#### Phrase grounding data
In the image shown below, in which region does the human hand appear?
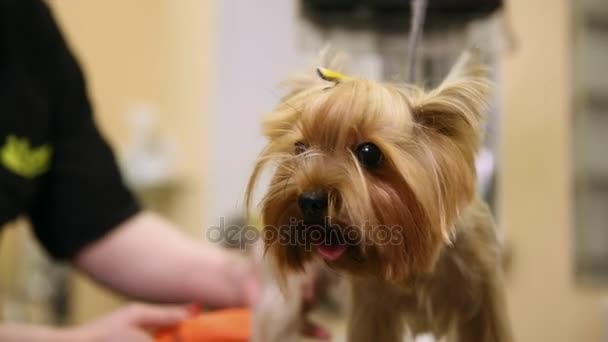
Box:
[67,303,193,342]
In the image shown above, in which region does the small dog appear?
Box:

#### Task description
The records above need to be printed in full and exactly, without any of the pictures.

#### The completed task
In the image shown below, in which region does the human hand appear?
Box:
[67,303,193,342]
In the image shown above, in which region does the small dog appear?
Box:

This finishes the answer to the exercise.